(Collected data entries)
=== Section Start ===
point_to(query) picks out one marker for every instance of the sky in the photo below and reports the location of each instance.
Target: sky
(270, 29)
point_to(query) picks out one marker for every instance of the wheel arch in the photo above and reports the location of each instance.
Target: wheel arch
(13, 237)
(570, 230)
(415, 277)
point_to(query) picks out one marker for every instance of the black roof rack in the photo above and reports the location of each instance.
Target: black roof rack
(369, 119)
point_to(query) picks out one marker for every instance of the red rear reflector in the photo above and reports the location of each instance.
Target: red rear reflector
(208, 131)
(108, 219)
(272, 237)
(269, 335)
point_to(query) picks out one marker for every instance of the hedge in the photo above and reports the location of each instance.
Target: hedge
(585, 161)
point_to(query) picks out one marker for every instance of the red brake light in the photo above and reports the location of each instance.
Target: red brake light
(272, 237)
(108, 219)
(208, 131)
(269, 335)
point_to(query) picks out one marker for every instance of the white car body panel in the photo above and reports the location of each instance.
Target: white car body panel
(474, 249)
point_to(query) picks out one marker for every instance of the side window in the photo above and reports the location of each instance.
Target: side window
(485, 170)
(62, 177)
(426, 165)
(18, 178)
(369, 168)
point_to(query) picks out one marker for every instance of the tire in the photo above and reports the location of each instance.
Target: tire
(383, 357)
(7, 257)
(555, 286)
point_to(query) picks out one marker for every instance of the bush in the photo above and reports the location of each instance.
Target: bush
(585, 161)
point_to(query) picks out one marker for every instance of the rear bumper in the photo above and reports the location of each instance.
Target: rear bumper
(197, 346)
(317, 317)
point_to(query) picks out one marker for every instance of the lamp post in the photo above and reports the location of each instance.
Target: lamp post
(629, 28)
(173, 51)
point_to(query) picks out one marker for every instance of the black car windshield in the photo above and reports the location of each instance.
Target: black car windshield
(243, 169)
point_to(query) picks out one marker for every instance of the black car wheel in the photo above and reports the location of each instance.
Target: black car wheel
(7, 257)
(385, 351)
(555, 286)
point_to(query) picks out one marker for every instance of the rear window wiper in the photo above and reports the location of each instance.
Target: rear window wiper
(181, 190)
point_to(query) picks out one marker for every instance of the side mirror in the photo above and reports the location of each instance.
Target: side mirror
=== Section End ===
Extract exactly and only the lines above from the line containing "Target: wheel arch" through the line containing "of the hedge", both end lines included.

Target: wheel arch
(13, 237)
(570, 230)
(415, 277)
point_to(query) picks out one marker for every instance of the black roof rack in the photo above and reports the location of each instance.
Target: black roof rack
(369, 119)
point_to(query) picks out one marker for every instance of the red rear reflector in the photo above and reports the location of each instance.
Target: red rear reflector
(208, 131)
(108, 219)
(272, 237)
(269, 335)
point_to(query) picks out one marker for every instance of the hedge in the photo above and reports the location of each instance.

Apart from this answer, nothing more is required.